Stored dataset items
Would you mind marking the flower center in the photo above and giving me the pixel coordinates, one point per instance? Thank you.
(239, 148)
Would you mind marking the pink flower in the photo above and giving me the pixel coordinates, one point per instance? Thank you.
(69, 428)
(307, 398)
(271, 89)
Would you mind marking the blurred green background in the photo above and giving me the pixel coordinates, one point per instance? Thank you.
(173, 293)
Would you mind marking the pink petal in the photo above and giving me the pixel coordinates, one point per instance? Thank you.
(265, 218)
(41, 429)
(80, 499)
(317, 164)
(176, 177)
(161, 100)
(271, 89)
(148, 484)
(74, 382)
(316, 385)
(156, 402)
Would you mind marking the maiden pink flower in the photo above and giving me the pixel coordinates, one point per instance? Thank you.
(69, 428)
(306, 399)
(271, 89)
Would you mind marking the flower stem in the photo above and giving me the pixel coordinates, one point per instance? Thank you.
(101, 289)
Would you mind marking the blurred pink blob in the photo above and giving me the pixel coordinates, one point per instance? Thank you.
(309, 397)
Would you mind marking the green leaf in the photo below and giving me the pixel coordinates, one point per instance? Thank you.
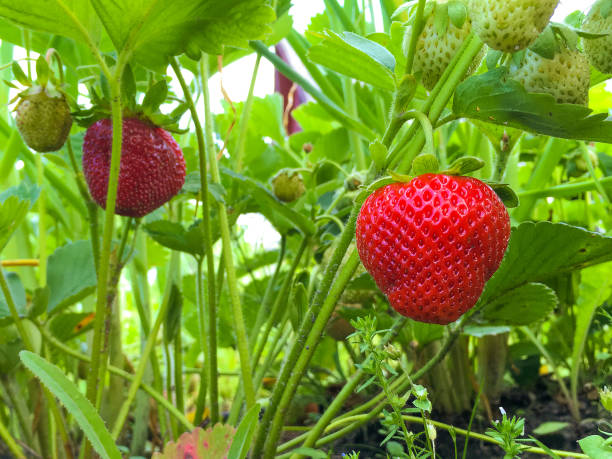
(270, 206)
(595, 289)
(595, 447)
(156, 30)
(14, 205)
(174, 236)
(18, 294)
(56, 18)
(521, 306)
(77, 405)
(244, 433)
(464, 165)
(311, 452)
(71, 275)
(506, 194)
(377, 52)
(547, 428)
(538, 251)
(494, 98)
(342, 56)
(155, 96)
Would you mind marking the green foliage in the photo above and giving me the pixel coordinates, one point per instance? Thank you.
(71, 275)
(77, 405)
(494, 98)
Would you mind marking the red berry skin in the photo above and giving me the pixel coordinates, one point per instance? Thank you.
(152, 167)
(432, 244)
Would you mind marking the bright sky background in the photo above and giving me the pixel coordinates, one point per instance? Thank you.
(257, 230)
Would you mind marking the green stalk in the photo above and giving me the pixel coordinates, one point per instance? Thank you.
(156, 395)
(339, 400)
(356, 146)
(232, 282)
(42, 225)
(95, 380)
(142, 364)
(208, 245)
(10, 442)
(92, 207)
(263, 309)
(204, 373)
(281, 299)
(401, 156)
(8, 297)
(329, 105)
(244, 119)
(344, 276)
(305, 328)
(416, 30)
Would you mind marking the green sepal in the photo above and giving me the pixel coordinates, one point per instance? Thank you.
(441, 19)
(367, 191)
(505, 193)
(425, 163)
(457, 13)
(42, 71)
(464, 165)
(405, 92)
(378, 151)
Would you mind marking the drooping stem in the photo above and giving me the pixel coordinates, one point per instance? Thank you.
(95, 380)
(344, 276)
(205, 371)
(244, 119)
(208, 249)
(416, 30)
(232, 281)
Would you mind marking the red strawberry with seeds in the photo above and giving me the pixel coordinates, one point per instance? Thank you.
(152, 167)
(432, 244)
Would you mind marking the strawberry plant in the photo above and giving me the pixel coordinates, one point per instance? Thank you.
(403, 250)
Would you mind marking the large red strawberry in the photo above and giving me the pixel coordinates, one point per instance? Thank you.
(152, 166)
(432, 243)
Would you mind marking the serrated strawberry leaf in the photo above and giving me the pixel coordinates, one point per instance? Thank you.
(153, 31)
(521, 306)
(350, 56)
(495, 98)
(539, 251)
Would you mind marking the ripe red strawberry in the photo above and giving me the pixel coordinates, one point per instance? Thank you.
(152, 166)
(432, 243)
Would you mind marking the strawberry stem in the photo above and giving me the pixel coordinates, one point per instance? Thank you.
(232, 282)
(210, 262)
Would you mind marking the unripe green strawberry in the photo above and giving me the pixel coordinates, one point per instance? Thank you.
(510, 25)
(566, 76)
(434, 50)
(599, 50)
(288, 185)
(432, 243)
(43, 120)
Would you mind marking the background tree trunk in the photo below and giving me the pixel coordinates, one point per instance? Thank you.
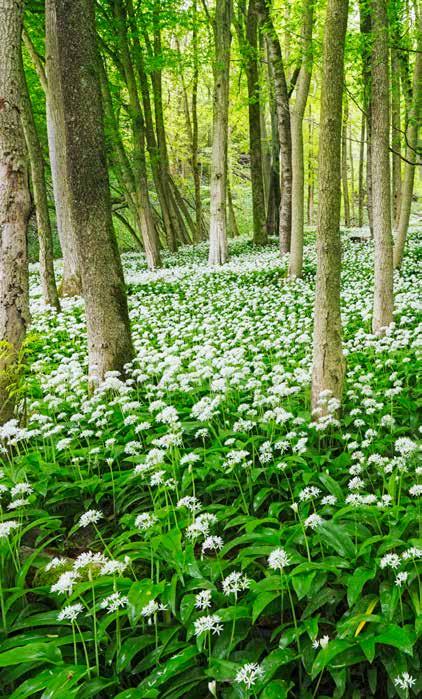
(45, 234)
(218, 185)
(71, 280)
(381, 199)
(328, 360)
(109, 341)
(297, 113)
(14, 205)
(415, 114)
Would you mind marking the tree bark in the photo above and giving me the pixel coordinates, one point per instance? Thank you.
(328, 359)
(381, 199)
(218, 184)
(248, 40)
(45, 235)
(109, 341)
(361, 194)
(14, 206)
(395, 135)
(344, 178)
(284, 129)
(415, 115)
(297, 113)
(71, 280)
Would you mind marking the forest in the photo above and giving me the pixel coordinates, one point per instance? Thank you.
(210, 349)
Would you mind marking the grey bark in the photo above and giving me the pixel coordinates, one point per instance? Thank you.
(328, 359)
(14, 206)
(218, 183)
(71, 280)
(297, 112)
(381, 200)
(109, 341)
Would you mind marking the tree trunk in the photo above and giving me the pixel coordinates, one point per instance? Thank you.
(365, 28)
(415, 114)
(249, 44)
(297, 114)
(45, 235)
(140, 179)
(344, 179)
(71, 280)
(328, 360)
(395, 135)
(381, 199)
(109, 341)
(218, 184)
(284, 129)
(14, 206)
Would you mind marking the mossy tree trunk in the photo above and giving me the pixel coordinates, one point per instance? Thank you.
(109, 341)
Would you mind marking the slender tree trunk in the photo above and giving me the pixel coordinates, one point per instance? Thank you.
(352, 178)
(45, 235)
(395, 134)
(109, 341)
(284, 129)
(344, 178)
(71, 280)
(361, 170)
(140, 179)
(328, 360)
(218, 185)
(365, 28)
(232, 227)
(415, 115)
(297, 114)
(381, 199)
(196, 166)
(14, 206)
(250, 57)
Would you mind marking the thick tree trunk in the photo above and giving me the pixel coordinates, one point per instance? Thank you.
(218, 184)
(415, 115)
(395, 135)
(45, 235)
(297, 114)
(109, 341)
(14, 206)
(361, 194)
(328, 360)
(365, 28)
(140, 179)
(71, 280)
(249, 47)
(381, 199)
(344, 177)
(284, 129)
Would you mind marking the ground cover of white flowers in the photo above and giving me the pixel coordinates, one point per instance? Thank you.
(190, 531)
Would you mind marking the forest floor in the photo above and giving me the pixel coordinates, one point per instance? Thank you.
(190, 531)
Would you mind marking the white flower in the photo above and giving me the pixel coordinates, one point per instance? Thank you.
(113, 602)
(404, 681)
(249, 674)
(65, 583)
(145, 521)
(90, 517)
(278, 559)
(390, 560)
(234, 583)
(401, 578)
(212, 543)
(313, 521)
(211, 623)
(70, 613)
(7, 527)
(203, 599)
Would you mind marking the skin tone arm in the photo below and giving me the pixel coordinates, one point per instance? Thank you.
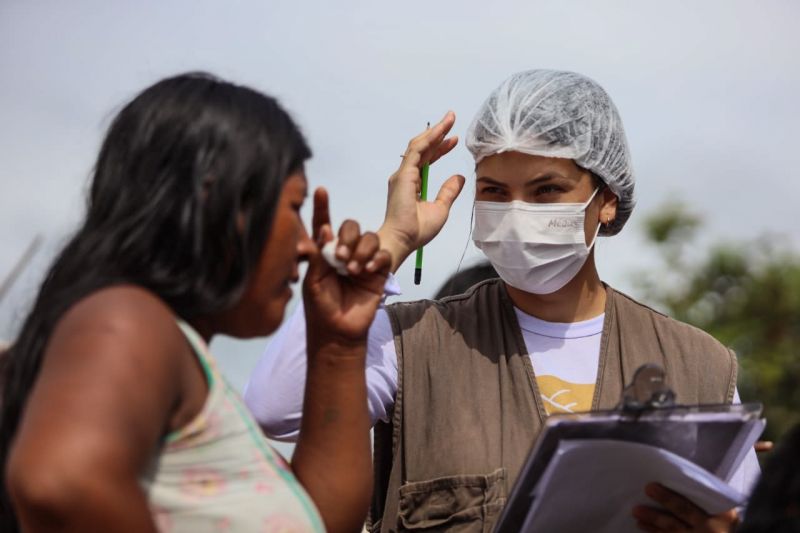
(77, 458)
(333, 456)
(409, 222)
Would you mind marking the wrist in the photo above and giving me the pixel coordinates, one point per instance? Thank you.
(338, 349)
(399, 249)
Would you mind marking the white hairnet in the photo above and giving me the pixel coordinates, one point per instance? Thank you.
(558, 114)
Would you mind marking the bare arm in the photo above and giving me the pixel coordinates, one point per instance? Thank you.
(332, 459)
(94, 418)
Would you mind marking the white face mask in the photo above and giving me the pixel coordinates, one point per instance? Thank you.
(536, 248)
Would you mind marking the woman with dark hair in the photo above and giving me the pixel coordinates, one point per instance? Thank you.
(114, 414)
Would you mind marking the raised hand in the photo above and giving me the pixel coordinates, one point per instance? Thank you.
(339, 308)
(410, 222)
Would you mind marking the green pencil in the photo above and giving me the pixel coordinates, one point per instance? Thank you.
(423, 195)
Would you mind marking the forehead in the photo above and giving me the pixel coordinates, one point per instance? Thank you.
(296, 182)
(516, 165)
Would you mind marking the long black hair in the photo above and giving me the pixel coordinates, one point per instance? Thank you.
(181, 203)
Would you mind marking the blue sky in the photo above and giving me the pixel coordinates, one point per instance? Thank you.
(708, 92)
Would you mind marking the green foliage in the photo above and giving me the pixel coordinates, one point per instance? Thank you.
(747, 295)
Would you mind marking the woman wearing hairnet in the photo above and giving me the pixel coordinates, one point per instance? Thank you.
(459, 388)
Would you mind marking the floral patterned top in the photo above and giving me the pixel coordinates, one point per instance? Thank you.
(218, 473)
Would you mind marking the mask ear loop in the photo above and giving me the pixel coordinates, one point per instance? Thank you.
(599, 222)
(469, 236)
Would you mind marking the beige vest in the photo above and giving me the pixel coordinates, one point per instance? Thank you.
(468, 409)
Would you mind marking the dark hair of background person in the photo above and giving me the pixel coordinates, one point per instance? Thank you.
(462, 280)
(775, 502)
(181, 203)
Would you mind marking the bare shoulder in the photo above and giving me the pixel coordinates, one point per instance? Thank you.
(124, 327)
(127, 312)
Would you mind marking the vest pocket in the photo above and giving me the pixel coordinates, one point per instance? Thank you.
(453, 503)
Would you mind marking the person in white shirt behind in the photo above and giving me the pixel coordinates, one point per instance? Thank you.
(553, 171)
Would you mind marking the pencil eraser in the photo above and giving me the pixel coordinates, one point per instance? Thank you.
(329, 253)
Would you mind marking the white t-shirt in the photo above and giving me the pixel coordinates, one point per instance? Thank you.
(565, 358)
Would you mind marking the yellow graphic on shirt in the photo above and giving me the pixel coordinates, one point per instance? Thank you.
(561, 396)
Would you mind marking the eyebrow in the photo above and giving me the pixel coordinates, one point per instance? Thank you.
(535, 181)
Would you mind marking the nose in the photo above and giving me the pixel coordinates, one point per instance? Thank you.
(305, 246)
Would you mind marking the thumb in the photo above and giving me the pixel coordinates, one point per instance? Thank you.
(450, 190)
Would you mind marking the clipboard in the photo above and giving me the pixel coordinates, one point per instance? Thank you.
(714, 438)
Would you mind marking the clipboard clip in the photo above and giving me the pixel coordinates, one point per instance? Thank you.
(648, 391)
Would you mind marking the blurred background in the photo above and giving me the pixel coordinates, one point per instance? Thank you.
(708, 92)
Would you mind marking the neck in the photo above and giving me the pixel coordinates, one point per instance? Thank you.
(583, 298)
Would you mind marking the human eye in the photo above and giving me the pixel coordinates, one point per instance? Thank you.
(548, 192)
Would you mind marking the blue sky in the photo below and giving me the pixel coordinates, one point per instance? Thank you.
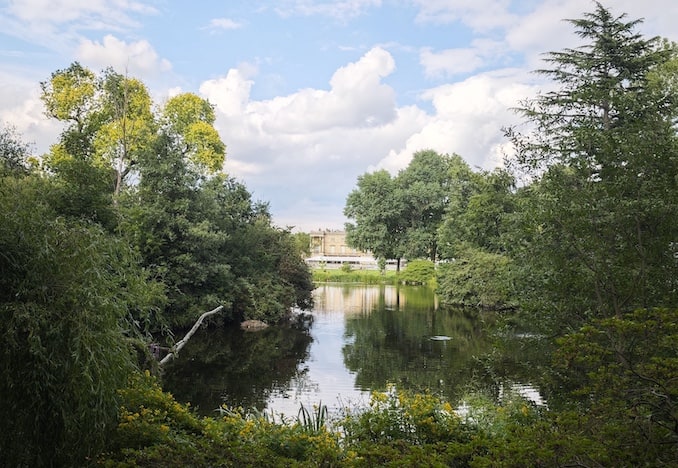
(310, 94)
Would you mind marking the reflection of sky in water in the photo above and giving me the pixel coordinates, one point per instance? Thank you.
(323, 378)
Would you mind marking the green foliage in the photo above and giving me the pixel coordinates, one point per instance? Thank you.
(400, 217)
(594, 236)
(68, 295)
(415, 419)
(418, 272)
(354, 276)
(623, 373)
(376, 211)
(14, 152)
(476, 278)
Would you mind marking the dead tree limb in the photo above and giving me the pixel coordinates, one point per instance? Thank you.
(181, 343)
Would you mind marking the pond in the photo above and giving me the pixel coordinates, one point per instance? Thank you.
(357, 339)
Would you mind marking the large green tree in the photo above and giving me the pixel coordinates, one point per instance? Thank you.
(70, 298)
(424, 186)
(376, 205)
(597, 236)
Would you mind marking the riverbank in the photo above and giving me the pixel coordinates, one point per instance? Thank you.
(355, 276)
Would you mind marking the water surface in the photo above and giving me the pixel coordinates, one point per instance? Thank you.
(357, 339)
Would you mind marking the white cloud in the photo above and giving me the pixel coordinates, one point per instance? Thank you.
(137, 58)
(356, 98)
(304, 151)
(23, 109)
(468, 119)
(224, 24)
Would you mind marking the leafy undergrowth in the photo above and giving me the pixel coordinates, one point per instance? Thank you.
(398, 428)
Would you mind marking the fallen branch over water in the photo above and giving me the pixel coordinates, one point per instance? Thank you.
(181, 343)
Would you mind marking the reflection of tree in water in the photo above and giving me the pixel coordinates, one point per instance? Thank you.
(228, 365)
(394, 346)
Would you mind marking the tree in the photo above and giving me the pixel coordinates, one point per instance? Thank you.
(14, 152)
(70, 295)
(424, 186)
(595, 229)
(129, 126)
(376, 206)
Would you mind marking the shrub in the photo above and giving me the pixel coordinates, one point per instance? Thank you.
(418, 272)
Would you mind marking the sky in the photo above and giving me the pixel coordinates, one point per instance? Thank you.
(310, 94)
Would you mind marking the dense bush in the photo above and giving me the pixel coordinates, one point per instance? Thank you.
(418, 272)
(68, 294)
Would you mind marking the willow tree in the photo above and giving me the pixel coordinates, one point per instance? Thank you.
(598, 234)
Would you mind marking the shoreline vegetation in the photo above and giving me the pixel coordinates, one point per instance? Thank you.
(129, 227)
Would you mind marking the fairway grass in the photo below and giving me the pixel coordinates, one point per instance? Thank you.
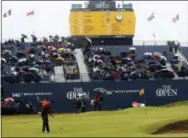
(129, 122)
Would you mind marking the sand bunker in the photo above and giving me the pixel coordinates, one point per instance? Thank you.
(177, 127)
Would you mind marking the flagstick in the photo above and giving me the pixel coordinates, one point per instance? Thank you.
(145, 105)
(10, 27)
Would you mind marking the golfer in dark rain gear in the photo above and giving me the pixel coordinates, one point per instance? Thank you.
(46, 109)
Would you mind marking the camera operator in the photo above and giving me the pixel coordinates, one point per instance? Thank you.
(98, 99)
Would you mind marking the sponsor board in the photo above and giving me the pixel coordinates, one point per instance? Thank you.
(166, 91)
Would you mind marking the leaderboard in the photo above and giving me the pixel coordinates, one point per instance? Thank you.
(101, 23)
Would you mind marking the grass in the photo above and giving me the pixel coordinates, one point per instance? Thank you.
(129, 122)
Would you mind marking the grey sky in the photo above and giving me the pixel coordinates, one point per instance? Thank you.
(52, 17)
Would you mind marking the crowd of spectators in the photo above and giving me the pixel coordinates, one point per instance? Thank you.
(35, 61)
(102, 65)
(179, 66)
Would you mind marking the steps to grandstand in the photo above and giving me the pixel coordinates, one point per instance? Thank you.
(81, 64)
(59, 74)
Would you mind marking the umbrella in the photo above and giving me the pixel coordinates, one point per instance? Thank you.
(23, 35)
(60, 58)
(157, 54)
(7, 51)
(136, 104)
(132, 49)
(89, 40)
(95, 57)
(101, 90)
(3, 60)
(34, 69)
(9, 100)
(50, 47)
(163, 57)
(14, 58)
(22, 60)
(68, 50)
(147, 54)
(83, 95)
(61, 50)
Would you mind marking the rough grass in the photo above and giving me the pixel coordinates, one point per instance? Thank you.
(130, 122)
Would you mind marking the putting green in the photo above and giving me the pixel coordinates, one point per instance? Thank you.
(129, 122)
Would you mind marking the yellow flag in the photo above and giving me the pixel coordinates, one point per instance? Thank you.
(142, 92)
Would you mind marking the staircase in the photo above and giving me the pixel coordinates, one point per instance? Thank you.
(82, 66)
(59, 74)
(168, 66)
(183, 58)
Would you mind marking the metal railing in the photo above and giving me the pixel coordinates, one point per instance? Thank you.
(136, 42)
(82, 77)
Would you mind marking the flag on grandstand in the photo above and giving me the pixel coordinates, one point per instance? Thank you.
(31, 13)
(151, 17)
(142, 92)
(175, 19)
(7, 14)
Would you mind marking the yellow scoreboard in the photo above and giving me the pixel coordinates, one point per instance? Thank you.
(102, 23)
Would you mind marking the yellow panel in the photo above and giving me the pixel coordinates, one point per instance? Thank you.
(101, 23)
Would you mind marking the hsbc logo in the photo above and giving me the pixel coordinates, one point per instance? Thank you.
(166, 91)
(72, 95)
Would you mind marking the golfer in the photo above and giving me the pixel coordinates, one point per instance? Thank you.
(46, 109)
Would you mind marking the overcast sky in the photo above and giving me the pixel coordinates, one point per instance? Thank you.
(52, 17)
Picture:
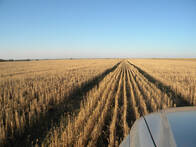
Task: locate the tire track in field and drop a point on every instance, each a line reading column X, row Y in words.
column 34, row 134
column 93, row 119
column 178, row 99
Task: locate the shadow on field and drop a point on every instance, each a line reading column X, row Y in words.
column 178, row 99
column 38, row 131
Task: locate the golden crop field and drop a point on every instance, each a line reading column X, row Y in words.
column 87, row 102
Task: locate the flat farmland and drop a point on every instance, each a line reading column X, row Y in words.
column 87, row 102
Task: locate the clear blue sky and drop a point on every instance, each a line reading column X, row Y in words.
column 97, row 28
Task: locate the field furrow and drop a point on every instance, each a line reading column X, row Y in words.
column 72, row 109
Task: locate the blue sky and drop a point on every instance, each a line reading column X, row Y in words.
column 97, row 28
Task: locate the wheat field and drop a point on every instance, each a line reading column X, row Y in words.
column 87, row 102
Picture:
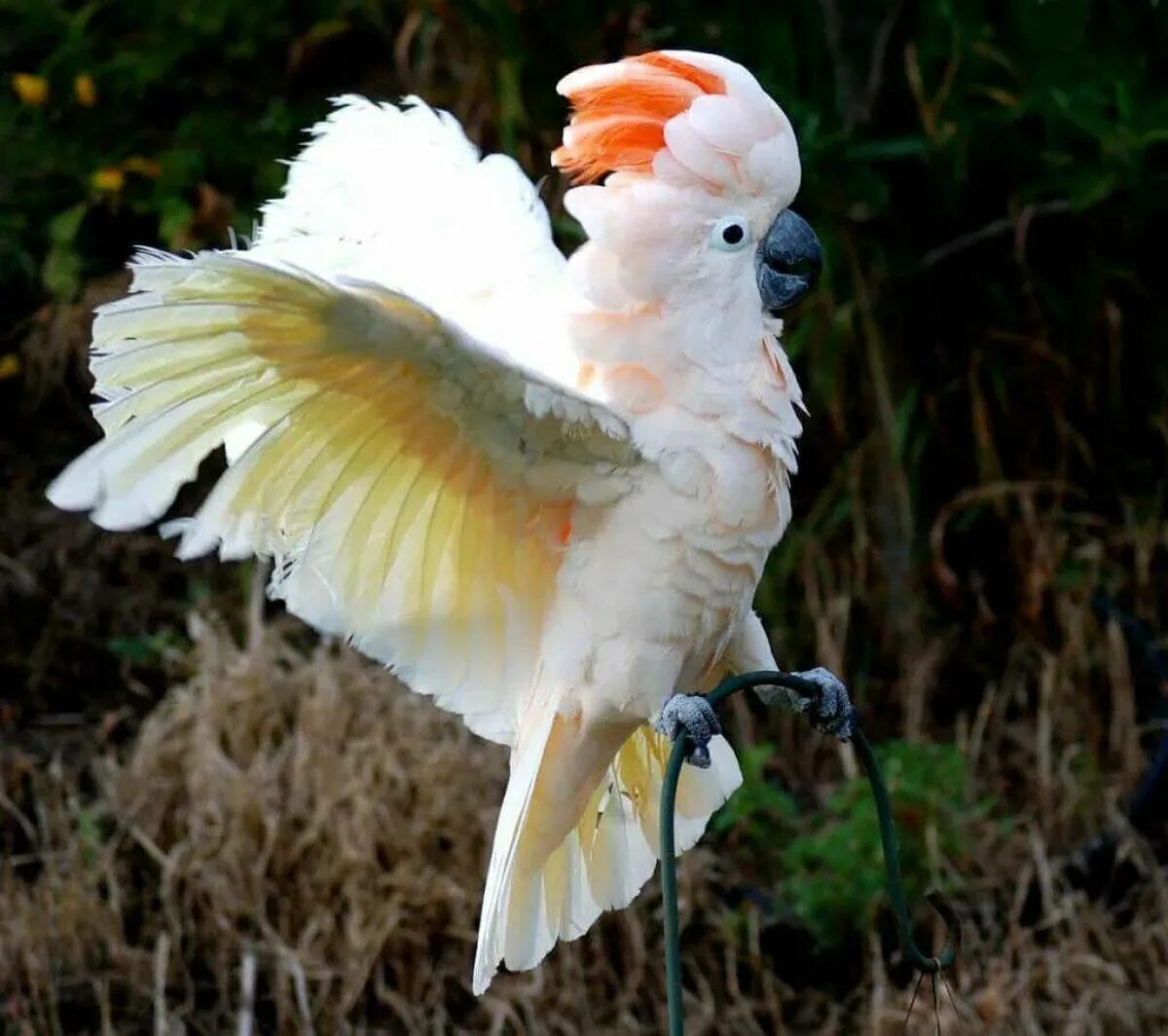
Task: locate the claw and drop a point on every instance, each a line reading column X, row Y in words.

§ Instructions to follow
Your copy should consist only of the lines from the line holding "Would you mind marking the yellow panel" through the final line of the listing above, both included, with all pictures omitted.

§ Full solution
Would you mind marking the yellow panel in the photo above and giving me the pixel coordinates, one point per instance? Thank you.
(101, 23)
Would you mind marking the hsbc logo in the photo above and giving me the pixel coordinates, one point per instance? Thank you.
(166, 91)
(72, 95)
Would you mind marking the golfer in the photo above and giving me the pixel coordinates, one point per instance? Thank you.
(46, 109)
Would you mind marking the overcast sky in the photo above and giving me the pixel coordinates, one point per instance? Thank you.
(52, 17)
Picture:
Task: locate the tire track in field and drop a point on every instance, each a line reading column X, row Y in words.
column 34, row 134
column 93, row 119
column 178, row 99
Task: locate the shadow on field and drop a point on every instance, each a line reading column X, row Y in words.
column 178, row 99
column 38, row 131
Task: locate the golden crop field and drop a point on every instance, each a line reading column X, row Y in words.
column 87, row 102
Task: locate the flat farmland and drop a point on every instance, each a line reading column X, row Y in words.
column 87, row 102
Task: locate the clear blue sky and drop a point on every instance, each a line reading column X, row Y in words.
column 97, row 28
Task: locate the field furrow and drop a point on every instance, each a line reading column X, row Y in words.
column 72, row 109
Task: locate the blue sky and drop a point on every instance, each a line reading column X, row Y in words.
column 97, row 28
Task: locate the wheat field and drop a point on every instance, each a line reading column X, row Y in words.
column 87, row 102
Picture:
Task: locate the claw and drop a point on every instance, each a line reading column X, row Y in words.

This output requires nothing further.